Exercise objective>
Pull out each line of the records below that contains the word "distant".

Recorded information>
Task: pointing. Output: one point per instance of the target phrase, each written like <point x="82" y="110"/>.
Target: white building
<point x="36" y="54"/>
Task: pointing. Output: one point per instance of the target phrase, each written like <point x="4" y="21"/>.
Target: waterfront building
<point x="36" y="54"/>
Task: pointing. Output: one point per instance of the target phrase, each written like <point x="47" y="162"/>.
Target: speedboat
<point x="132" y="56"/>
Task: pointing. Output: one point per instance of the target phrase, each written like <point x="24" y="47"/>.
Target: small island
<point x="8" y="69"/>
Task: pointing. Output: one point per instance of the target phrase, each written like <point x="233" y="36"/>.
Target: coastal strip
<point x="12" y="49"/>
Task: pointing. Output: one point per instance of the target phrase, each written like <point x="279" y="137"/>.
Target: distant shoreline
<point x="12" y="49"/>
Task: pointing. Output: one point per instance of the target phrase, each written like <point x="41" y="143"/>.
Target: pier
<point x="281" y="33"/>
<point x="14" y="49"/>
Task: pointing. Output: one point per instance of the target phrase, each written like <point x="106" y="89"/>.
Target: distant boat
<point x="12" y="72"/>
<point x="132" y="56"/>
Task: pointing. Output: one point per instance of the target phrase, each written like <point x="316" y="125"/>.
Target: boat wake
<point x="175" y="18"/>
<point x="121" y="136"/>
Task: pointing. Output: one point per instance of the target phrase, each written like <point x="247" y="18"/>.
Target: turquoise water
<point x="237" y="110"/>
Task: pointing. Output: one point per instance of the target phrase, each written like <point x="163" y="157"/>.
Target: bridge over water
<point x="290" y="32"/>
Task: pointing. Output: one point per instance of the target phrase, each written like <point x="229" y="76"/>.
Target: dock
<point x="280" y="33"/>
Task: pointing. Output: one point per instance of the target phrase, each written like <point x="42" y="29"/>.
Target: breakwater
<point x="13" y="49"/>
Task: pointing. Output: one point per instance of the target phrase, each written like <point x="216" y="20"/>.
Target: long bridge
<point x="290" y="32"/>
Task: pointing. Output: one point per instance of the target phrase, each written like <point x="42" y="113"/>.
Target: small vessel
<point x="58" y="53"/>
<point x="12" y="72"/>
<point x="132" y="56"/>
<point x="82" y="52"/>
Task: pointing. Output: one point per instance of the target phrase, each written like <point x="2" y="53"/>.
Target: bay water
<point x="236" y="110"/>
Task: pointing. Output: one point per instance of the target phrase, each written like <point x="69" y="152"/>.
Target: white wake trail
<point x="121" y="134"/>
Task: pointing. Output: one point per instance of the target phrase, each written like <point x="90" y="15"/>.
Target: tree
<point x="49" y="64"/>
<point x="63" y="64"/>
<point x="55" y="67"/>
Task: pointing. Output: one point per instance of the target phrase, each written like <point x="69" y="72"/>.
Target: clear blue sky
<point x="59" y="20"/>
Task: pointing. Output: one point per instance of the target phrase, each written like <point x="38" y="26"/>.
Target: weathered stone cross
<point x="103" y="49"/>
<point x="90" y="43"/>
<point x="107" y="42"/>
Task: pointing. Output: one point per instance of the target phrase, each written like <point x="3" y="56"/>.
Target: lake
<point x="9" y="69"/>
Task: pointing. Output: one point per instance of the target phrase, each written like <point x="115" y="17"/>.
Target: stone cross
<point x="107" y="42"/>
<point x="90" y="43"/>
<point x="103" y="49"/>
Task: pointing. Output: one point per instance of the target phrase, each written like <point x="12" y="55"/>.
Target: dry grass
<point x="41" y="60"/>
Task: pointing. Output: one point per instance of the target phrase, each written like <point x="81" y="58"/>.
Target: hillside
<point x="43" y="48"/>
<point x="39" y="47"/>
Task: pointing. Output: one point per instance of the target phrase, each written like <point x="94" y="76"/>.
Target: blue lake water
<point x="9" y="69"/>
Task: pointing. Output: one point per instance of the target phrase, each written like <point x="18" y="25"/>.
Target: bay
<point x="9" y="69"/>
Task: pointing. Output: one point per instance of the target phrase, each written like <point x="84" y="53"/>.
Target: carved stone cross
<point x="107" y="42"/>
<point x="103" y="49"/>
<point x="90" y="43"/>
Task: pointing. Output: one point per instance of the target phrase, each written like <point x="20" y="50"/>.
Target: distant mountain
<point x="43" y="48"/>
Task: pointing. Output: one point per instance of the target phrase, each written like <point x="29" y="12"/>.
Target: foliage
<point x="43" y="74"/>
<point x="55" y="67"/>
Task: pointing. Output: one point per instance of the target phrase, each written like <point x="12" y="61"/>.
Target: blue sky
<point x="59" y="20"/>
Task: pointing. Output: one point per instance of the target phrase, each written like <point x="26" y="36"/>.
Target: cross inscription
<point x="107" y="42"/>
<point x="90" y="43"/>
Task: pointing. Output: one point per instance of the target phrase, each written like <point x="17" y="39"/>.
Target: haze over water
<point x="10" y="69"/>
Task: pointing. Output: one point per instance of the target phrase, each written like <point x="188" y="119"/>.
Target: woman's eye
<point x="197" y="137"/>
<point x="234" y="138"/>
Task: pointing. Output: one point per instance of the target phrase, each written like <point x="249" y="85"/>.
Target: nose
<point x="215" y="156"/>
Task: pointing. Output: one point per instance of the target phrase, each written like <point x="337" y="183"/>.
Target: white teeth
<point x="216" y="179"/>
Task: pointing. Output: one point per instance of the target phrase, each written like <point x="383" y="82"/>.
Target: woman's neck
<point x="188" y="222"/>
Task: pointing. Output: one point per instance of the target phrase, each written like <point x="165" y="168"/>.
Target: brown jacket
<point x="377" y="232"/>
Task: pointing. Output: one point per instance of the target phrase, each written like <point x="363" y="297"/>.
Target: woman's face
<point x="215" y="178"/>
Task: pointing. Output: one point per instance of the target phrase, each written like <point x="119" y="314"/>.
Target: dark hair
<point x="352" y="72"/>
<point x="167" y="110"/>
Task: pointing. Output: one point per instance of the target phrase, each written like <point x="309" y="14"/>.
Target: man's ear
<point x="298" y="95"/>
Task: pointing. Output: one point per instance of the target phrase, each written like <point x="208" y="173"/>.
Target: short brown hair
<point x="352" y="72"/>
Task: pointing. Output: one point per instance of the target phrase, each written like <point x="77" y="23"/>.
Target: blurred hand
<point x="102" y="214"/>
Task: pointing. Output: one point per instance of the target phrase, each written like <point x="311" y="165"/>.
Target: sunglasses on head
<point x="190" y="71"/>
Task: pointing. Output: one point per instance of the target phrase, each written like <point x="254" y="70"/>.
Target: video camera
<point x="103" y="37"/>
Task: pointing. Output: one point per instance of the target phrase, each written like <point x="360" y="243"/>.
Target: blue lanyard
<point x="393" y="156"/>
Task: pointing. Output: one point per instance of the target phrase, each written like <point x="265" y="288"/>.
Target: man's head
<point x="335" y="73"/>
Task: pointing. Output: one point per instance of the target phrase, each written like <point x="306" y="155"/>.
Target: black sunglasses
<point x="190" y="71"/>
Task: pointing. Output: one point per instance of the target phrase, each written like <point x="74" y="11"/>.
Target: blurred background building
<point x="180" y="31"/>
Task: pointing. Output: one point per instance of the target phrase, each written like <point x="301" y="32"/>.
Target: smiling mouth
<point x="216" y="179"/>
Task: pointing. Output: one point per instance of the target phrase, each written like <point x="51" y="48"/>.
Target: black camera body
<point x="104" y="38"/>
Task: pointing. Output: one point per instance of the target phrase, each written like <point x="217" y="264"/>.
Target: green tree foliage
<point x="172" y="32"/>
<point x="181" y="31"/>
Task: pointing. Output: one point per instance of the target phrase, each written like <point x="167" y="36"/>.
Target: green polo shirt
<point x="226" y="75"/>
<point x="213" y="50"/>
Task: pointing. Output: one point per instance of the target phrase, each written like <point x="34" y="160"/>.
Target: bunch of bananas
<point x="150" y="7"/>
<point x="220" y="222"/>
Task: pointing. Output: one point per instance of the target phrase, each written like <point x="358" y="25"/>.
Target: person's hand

Answer to this task>
Target: distant shoreline
Target: distant boat
Target: distant mountain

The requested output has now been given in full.